What is asked: Copy the records from the start through the line containing "341 214 L 342", changing each "windshield" to "windscreen" and keeping everything else the same. Leave the pictures out.

★ ★ ★ ★ ★ ★ ★

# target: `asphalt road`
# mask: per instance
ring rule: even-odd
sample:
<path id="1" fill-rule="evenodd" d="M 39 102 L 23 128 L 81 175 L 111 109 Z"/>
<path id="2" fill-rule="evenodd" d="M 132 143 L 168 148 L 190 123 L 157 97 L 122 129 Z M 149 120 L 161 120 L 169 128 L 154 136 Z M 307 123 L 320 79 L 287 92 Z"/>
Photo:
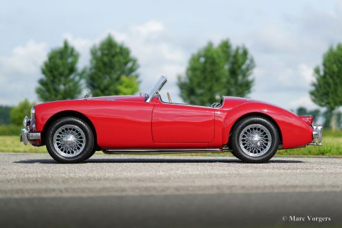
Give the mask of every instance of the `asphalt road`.
<path id="1" fill-rule="evenodd" d="M 0 227 L 337 227 L 341 177 L 336 158 L 0 153 Z"/>

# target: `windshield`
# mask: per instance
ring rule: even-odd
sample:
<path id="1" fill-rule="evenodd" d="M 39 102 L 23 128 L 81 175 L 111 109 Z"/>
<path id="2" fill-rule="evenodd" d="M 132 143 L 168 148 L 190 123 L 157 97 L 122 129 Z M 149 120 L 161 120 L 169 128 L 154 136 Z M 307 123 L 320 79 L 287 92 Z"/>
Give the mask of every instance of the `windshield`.
<path id="1" fill-rule="evenodd" d="M 147 102 L 151 101 L 151 100 L 153 98 L 154 95 L 156 95 L 156 94 L 159 90 L 161 90 L 161 89 L 163 87 L 165 83 L 166 83 L 168 79 L 166 78 L 166 76 L 161 76 L 161 78 L 156 82 L 156 83 L 146 94 L 147 95 L 147 100 L 146 101 Z"/>

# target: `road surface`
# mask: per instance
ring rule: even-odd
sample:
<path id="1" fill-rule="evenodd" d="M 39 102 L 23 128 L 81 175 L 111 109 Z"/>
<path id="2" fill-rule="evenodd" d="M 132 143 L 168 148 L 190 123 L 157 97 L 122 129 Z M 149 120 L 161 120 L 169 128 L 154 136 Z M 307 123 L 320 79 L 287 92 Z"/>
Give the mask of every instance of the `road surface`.
<path id="1" fill-rule="evenodd" d="M 341 214 L 342 159 L 0 153 L 1 227 L 339 227 Z"/>

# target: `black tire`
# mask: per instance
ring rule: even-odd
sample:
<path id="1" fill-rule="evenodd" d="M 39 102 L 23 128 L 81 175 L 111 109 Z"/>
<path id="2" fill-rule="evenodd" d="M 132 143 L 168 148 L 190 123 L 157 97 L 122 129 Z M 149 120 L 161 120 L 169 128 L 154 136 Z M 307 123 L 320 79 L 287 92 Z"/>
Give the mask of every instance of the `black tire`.
<path id="1" fill-rule="evenodd" d="M 71 138 L 64 141 L 62 139 L 66 137 L 62 136 L 63 134 Z M 78 137 L 77 143 L 75 137 Z M 64 117 L 53 123 L 46 133 L 46 144 L 50 155 L 60 163 L 83 161 L 93 155 L 94 151 L 94 137 L 91 129 L 84 121 L 76 117 Z M 64 147 L 64 145 L 67 146 Z M 76 151 L 73 151 L 71 146 Z"/>
<path id="2" fill-rule="evenodd" d="M 271 122 L 261 117 L 247 117 L 240 121 L 231 137 L 233 155 L 249 163 L 269 161 L 278 145 L 277 129 Z"/>

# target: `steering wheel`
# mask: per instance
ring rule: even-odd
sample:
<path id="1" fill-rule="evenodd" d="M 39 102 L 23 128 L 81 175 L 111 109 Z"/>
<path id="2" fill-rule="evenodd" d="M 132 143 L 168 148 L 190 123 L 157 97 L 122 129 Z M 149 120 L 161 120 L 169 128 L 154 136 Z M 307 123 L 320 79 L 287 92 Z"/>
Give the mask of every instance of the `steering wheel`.
<path id="1" fill-rule="evenodd" d="M 170 96 L 169 92 L 167 92 L 166 94 L 168 95 L 168 99 L 169 99 L 169 103 L 172 103 L 172 100 L 171 100 L 171 96 Z"/>

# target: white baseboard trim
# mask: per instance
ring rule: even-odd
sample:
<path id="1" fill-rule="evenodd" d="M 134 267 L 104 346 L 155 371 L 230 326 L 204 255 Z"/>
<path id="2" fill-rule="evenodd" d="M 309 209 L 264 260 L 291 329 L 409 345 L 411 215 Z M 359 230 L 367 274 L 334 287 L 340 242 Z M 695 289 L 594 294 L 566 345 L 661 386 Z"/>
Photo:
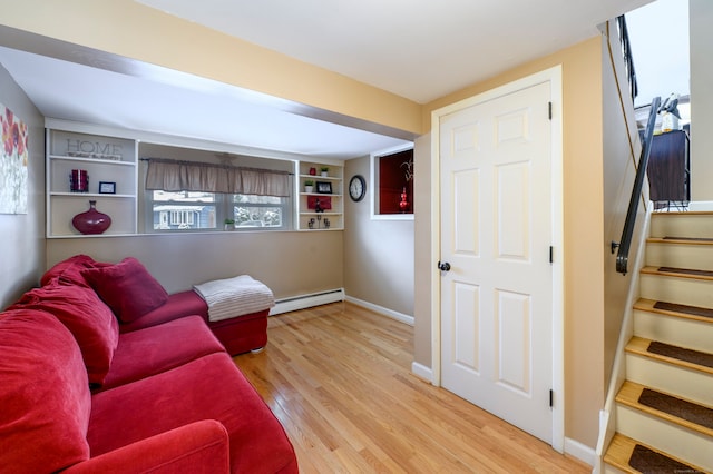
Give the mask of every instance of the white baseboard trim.
<path id="1" fill-rule="evenodd" d="M 713 210 L 713 200 L 692 200 L 688 210 Z"/>
<path id="2" fill-rule="evenodd" d="M 394 312 L 392 309 L 384 308 L 383 306 L 374 305 L 373 303 L 364 302 L 363 299 L 354 298 L 353 296 L 349 295 L 344 299 L 349 303 L 355 304 L 356 306 L 371 309 L 372 312 L 379 313 L 380 315 L 389 316 L 392 319 L 406 323 L 409 326 L 413 326 L 413 316 L 404 315 L 403 313 Z"/>
<path id="3" fill-rule="evenodd" d="M 594 448 L 568 437 L 565 437 L 565 454 L 576 457 L 592 467 L 597 464 L 597 453 Z"/>
<path id="4" fill-rule="evenodd" d="M 291 298 L 277 299 L 275 306 L 270 310 L 270 316 L 282 313 L 296 312 L 297 309 L 311 308 L 312 306 L 326 305 L 344 300 L 344 288 L 330 289 L 328 292 L 312 293 L 310 295 L 293 296 Z"/>
<path id="5" fill-rule="evenodd" d="M 411 363 L 411 373 L 417 377 L 424 379 L 429 384 L 433 383 L 433 371 L 431 371 L 431 367 L 413 362 Z"/>

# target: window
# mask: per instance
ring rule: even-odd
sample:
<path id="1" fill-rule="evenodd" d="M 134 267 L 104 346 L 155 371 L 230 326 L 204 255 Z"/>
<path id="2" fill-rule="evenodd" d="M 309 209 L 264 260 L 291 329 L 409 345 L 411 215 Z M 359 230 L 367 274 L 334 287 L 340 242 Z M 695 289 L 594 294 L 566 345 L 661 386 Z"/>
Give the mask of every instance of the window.
<path id="1" fill-rule="evenodd" d="M 219 230 L 225 219 L 236 229 L 286 229 L 292 199 L 277 196 L 224 195 L 219 192 L 152 191 L 153 230 Z"/>
<path id="2" fill-rule="evenodd" d="M 294 161 L 141 144 L 144 229 L 290 229 Z M 221 162 L 216 162 L 219 160 Z"/>
<path id="3" fill-rule="evenodd" d="M 289 199 L 276 196 L 233 195 L 235 227 L 286 227 Z"/>
<path id="4" fill-rule="evenodd" d="M 152 191 L 152 216 L 154 230 L 215 229 L 216 195 Z"/>

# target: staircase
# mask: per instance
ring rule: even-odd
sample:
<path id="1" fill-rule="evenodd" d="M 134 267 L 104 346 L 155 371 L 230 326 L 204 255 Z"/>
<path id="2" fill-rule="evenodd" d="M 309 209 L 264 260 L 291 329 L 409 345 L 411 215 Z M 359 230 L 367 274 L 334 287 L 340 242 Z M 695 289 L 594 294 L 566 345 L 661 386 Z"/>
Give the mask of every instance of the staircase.
<path id="1" fill-rule="evenodd" d="M 713 213 L 654 213 L 606 473 L 713 472 Z"/>

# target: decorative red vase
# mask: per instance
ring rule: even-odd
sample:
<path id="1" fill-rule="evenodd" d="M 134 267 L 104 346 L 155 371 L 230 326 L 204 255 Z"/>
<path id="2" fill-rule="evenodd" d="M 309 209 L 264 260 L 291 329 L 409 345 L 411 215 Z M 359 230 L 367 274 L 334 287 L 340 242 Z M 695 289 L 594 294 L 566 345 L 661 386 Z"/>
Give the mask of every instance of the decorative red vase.
<path id="1" fill-rule="evenodd" d="M 401 209 L 401 213 L 409 210 L 409 201 L 407 200 L 407 197 L 406 188 L 403 188 L 403 192 L 401 192 L 401 200 L 399 201 L 399 209 Z"/>
<path id="2" fill-rule="evenodd" d="M 71 219 L 72 226 L 81 234 L 104 234 L 111 225 L 111 218 L 97 210 L 97 201 L 89 201 L 89 210 L 76 215 Z"/>

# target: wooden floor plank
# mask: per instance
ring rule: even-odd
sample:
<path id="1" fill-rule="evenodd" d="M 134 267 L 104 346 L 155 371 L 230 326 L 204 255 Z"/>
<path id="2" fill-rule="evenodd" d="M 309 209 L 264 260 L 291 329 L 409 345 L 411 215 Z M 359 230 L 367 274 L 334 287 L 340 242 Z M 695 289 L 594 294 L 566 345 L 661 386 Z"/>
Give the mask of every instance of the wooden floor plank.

★ ★ ★ ★ ★ ★ ★

Written solution:
# target: `asphalt road`
# mask: per instance
ring rule: even-odd
sample:
<path id="1" fill-rule="evenodd" d="M 39 102 L 23 128 L 81 175 L 111 109 Z"/>
<path id="2" fill-rule="evenodd" d="M 132 143 L 168 148 L 190 123 L 157 97 L 122 129 Z M 149 120 L 161 120 L 169 128 L 154 136 Z M 307 123 L 320 79 L 287 92 Z"/>
Photo:
Give the mask of every instance of the `asphalt road`.
<path id="1" fill-rule="evenodd" d="M 0 227 L 337 227 L 341 177 L 336 158 L 0 153 Z"/>

# target: `windscreen`
# mask: per instance
ring rule: even-odd
sample:
<path id="1" fill-rule="evenodd" d="M 39 102 L 23 128 L 81 175 L 111 109 Z"/>
<path id="2" fill-rule="evenodd" d="M 132 143 L 168 148 L 190 123 L 157 97 L 122 129 Z M 149 120 L 161 120 L 169 128 L 154 136 Z M 307 123 L 320 79 L 287 92 Z"/>
Give the mask of every instance of the `windscreen`.
<path id="1" fill-rule="evenodd" d="M 147 102 L 151 101 L 151 100 L 153 98 L 154 95 L 156 95 L 156 94 L 159 90 L 161 90 L 161 89 L 163 87 L 165 83 L 166 83 L 168 79 L 166 78 L 166 76 L 161 76 L 161 78 L 156 82 L 156 83 L 146 94 L 147 95 L 147 100 L 146 101 Z"/>

# target: `road surface`
# mask: per instance
ring rule: even-odd
sample:
<path id="1" fill-rule="evenodd" d="M 39 102 L 23 128 L 81 175 L 111 109 Z"/>
<path id="2" fill-rule="evenodd" d="M 132 143 L 168 148 L 190 123 L 157 97 L 122 129 Z M 149 120 L 161 120 L 169 128 L 154 136 Z M 307 123 L 320 79 L 287 92 Z"/>
Give the mask of every instance of the `road surface`.
<path id="1" fill-rule="evenodd" d="M 341 214 L 342 159 L 0 153 L 1 227 L 339 227 Z"/>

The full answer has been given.